→ **Exercise**
Down to the last word, output the records below, skipping any images.

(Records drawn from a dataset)
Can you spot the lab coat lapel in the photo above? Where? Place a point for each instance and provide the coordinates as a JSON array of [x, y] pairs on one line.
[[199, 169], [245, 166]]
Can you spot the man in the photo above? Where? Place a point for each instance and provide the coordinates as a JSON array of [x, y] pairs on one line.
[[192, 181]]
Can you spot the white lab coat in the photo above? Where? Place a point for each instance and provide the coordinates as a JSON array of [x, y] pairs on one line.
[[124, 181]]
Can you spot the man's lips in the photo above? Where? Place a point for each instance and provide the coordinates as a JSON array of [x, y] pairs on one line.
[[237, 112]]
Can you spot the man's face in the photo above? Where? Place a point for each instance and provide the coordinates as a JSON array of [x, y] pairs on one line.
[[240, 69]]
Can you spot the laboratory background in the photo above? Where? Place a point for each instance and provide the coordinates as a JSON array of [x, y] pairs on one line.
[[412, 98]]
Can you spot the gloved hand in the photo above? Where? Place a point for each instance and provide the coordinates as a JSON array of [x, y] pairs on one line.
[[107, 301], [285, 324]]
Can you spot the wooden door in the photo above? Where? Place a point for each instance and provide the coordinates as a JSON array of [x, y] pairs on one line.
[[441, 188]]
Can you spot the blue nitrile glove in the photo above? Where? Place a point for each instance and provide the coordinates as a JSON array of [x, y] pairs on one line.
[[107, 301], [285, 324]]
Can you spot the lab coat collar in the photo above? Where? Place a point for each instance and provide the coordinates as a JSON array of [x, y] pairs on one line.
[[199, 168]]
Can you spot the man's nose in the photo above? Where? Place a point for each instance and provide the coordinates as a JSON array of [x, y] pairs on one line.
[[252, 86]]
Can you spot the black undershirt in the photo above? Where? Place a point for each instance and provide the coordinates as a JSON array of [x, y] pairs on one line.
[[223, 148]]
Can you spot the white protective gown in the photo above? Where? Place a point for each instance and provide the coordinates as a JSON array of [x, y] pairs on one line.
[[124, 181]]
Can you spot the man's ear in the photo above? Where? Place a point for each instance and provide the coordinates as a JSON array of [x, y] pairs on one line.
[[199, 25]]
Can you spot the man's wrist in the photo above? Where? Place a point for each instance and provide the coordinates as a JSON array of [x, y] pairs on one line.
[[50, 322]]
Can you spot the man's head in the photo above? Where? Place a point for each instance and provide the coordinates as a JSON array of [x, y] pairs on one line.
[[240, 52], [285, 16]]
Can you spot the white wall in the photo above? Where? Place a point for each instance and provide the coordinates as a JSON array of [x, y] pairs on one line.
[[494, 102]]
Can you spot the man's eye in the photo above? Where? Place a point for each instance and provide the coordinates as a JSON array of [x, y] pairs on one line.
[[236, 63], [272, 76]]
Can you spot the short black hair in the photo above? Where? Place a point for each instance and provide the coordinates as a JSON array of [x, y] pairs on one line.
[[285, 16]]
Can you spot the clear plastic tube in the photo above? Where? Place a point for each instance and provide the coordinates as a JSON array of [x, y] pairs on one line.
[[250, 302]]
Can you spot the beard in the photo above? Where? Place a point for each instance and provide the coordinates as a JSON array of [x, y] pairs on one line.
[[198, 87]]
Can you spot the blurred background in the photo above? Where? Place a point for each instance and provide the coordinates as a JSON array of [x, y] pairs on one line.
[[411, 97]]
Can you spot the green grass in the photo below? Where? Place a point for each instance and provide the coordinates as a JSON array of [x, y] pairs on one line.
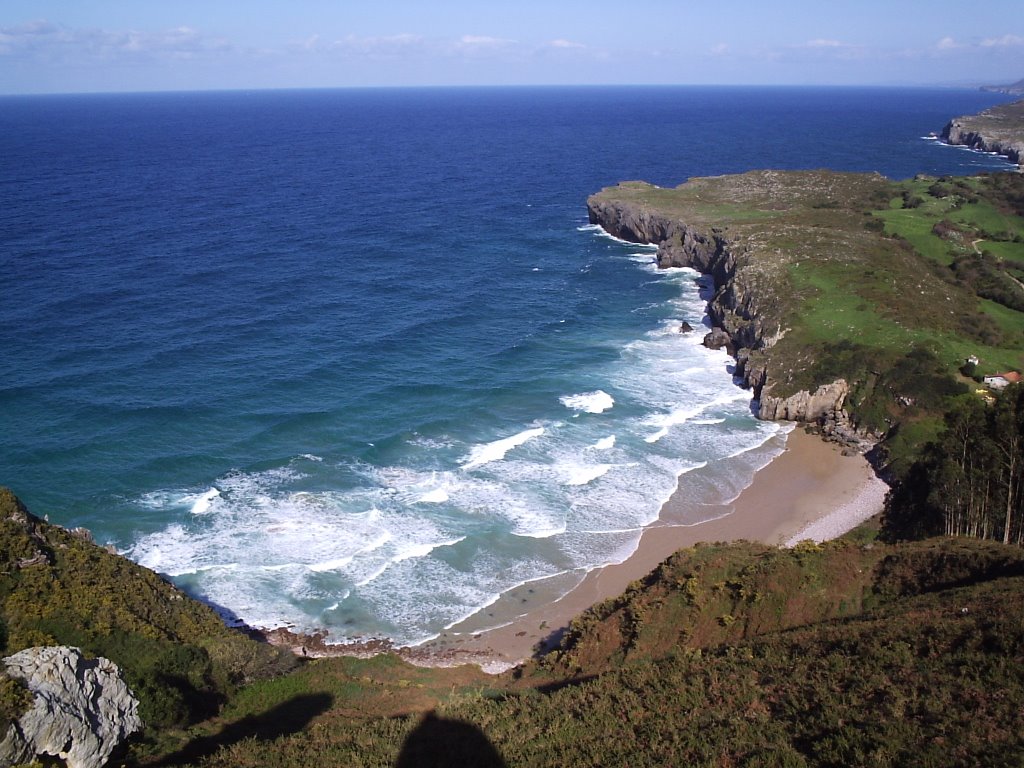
[[852, 653], [1008, 251], [885, 268]]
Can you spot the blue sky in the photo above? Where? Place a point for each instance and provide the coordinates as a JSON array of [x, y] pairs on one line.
[[131, 45]]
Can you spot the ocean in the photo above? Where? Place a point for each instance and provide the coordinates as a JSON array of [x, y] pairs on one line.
[[354, 359]]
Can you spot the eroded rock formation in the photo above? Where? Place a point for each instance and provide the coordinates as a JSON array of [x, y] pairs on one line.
[[742, 309], [999, 129], [82, 708]]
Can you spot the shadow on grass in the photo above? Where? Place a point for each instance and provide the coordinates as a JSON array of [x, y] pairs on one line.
[[285, 719], [437, 742]]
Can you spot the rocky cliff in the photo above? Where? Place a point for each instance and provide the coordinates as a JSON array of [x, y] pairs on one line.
[[744, 305], [999, 129], [82, 709]]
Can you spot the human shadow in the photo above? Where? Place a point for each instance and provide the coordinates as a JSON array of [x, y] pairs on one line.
[[289, 717], [437, 742]]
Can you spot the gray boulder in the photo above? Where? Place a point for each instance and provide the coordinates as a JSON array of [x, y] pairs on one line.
[[82, 708]]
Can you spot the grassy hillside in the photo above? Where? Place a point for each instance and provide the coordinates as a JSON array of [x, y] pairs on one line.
[[841, 655], [891, 286], [848, 653], [57, 588]]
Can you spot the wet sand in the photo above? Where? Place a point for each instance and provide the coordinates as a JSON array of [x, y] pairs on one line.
[[810, 491]]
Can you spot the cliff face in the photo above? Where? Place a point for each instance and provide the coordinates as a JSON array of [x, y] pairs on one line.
[[82, 708], [957, 133], [999, 129], [742, 306]]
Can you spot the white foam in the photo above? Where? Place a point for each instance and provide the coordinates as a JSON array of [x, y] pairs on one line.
[[437, 496], [202, 504], [336, 564], [585, 473], [589, 402], [492, 452]]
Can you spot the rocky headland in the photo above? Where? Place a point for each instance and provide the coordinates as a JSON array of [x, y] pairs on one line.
[[999, 129], [723, 227]]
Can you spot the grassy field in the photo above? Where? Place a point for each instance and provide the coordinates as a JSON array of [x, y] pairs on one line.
[[852, 653], [889, 285]]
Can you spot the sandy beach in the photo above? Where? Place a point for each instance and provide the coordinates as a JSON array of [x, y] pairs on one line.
[[810, 491]]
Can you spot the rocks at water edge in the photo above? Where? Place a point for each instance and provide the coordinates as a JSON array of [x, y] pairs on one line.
[[999, 129], [82, 708]]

→ **Answer below**
Can you spot the lab coat lapel in the photo above? Where? Place a point for each instance and provide the coordinates as a JSON array of [x, y] pairs on one line.
[[199, 169], [245, 166]]
Can you spot the man in the photo above? Where? Place a point for each instance and provide the coordinates as a JSON array of [x, y] pairs on one line.
[[192, 181]]
Can you spot the white lab coat in the photo above? Where? Place a point for each instance and provide the coordinates as a JSON array of [x, y] pairs on one line.
[[124, 181]]
Can you spot the man's lips in the photo above? Where? Place a point for each instance and provide the coordinates as a JSON array of [x, y] pairs on one line.
[[237, 112]]
Can you spot the man's face in the photo above? Where? Place a point for each instance and provide the coordinates as a JSON array of [x, y] pairs on one line.
[[240, 69]]
Can you spot the laboratory background in the photo above? Where? Place a point for each instance and provide the coordinates as a JSON array of [x, y] pairs on one line.
[[412, 98]]
Can you spot the gloved hand in the photo above? Where? Place a point for each instance and provide the coordinates as a JSON array of [x, y] pairs on one line.
[[107, 301], [285, 324]]
Can you spot the wooden door in the photo above? Where? Place a point for each instance and provide the coordinates as a JSON array of [x, y] pairs on one line.
[[441, 188]]
Can you spot the blue nitrile glove in the photo above? Where? Place a point for each instance and provide the coordinates as a JSON array of [x, y] pairs on one line.
[[107, 301], [285, 324]]
Can you spot the lab coat collar in the photo above? Where? Place a point for each instance and provide the coordinates as a JSON array of [x, y] pairs on one line.
[[199, 168]]
Can you spot the man's nose in the photo above? Where? Place a point for each instance and provide the coordinates as a JSON array of [x, y] pairs on one line.
[[252, 86]]
Can you spot the black undershirt in the photo above? Where? Place a point for each instance and provide the coordinates as a JSON array of [x, y] pairs on one line.
[[223, 148]]
Can you spot the white protective gown in the photo above? Where? Place a point for each instance and provide the coordinates as a JSON array of [x, y] pairs on one line.
[[124, 181]]
Can you spot the man's ear in the photo above? Where? Place a point for each instance and provide the coordinates as a JSON array of [x, y] pairs on one line.
[[199, 25]]
Can you spot the man's wrist in the photo above? Where? Place a point for each instance and provide the coordinates as a JSON array of [x, y] pairs on one line.
[[50, 322]]
Can you spot the man's head in the photo above? Where? Place a point for each instance and provide the coordinates as a JSON array of [x, y] pairs on one line.
[[240, 52], [285, 16]]
Can you spot the white wall in the photo above? Where? Place a point for each instance and provide the coordinates as a JSON array of [x, y] pairs on one line.
[[494, 102]]
Can you spot the man's eye in the photo above? Where? Place a point for each instance and provide the coordinates as a JSON array of [x, y] pairs on one line.
[[236, 63], [272, 76]]
Can you spot the short black hair in the photo above? Where? Place a point for each instance and provide the coordinates as a JSON array of [x, y] pairs on one line.
[[285, 16]]
Can you spot the clear plastic tube in the photo above? Where? Place a point for each instance and provide the coordinates as a JSON array of [x, y] pairs on one line.
[[250, 302]]
Can you spot the beard in the photo above? Where? Place a point for each instance and provide the coordinates as a JSON array of [x, y] pairs on one line.
[[198, 87]]
Can you spot the blurred background in the photo above? Where? Place a point for each instance and provide the coordinates as a JSON array of [x, y] pairs on one line.
[[411, 97]]
Can you spot the green grass in the photo below? Where? Place a point for each instance and provide the coordinates as a JSON array of [x, y] pairs on one line.
[[852, 653], [1008, 251], [885, 268]]
Can you spot the blue sky in the photo above? Where? Place a point for each instance and provide the coordinates as a JSON array of [x, y] pairs on one line.
[[131, 45]]
Can you spot the ocean in the photo above? Where? Place a point for each instance and provide the coordinates as a JSON array of [x, y] pairs on one line.
[[354, 359]]
Can you spot the eroded rock formation in the photo above? Where? Place a point for each instance and provide the coordinates as a JSON array of [x, y] pairs on one line.
[[742, 309], [999, 129], [82, 708]]
Can you spot the shadow on grass in the photo above? Where? Place a point for each instance and provide the coordinates as a JSON array of [x, y] pairs on one line.
[[285, 719], [437, 742]]
Can you spot the rocky cliff in the photo above? Where? Place a point for each instance and provide the coordinates as a JSON array of [x, y] pairs on one line.
[[744, 305], [999, 129], [82, 709]]
Can you spot the human shadow in the photo above? Where? Place a point for each instance and provide the coordinates as a JSON array of [x, y] pairs on one line.
[[289, 717], [437, 742]]
Can you spot the gray boulder in the photo above? Where? Place a point for each instance and provide the coordinates as a JSON array of [x, y] pairs on one line.
[[82, 708]]
Can you spot the grassy hillside in the photo above? Where? Place a point for each instance and provide the coordinates as a JSON array of [x, y] pairs on one line.
[[841, 655], [891, 286], [848, 653], [57, 588]]
Can you spot the wet sand in the photo above? Where? Place a point for each instance and provide the coordinates as a JSON array of [x, y] pairs on one line.
[[810, 491]]
Can you spot the cliff face in the photo above? Where? Place a point for each instance and provide the coordinates as a JSON array of [x, y] pairs on one line.
[[82, 708], [957, 133], [999, 129], [742, 306]]
Can you spot the white foam in the photo above? Where? Place a point for each instance and provide the coordinates as a JSON array of [x, y] pairs on one line.
[[437, 496], [202, 504], [336, 564], [585, 473], [589, 402], [492, 452]]
Can you spot the rocky headland in the photo above? Where? Place a point for each instance and provide the coordinates as a JSON array of [x, y] pairs on one line.
[[999, 129], [723, 227]]
Can you spot the grassy field in the photo above? Where? Place a point for each instance and provide the coordinates as a JSON array of [x, y] pairs on one line.
[[852, 653], [889, 285]]
Can you spot the sandy beach in the photo above? Where? Place a point for each instance and provide the coordinates as a JSON array of [x, y] pairs on one line.
[[810, 491]]
Can you spot the rocks at water edge in the photo above? Where? Place a point for each instance and provide the coordinates as a JSON array of [x, y] pairs on one line.
[[999, 129], [82, 708]]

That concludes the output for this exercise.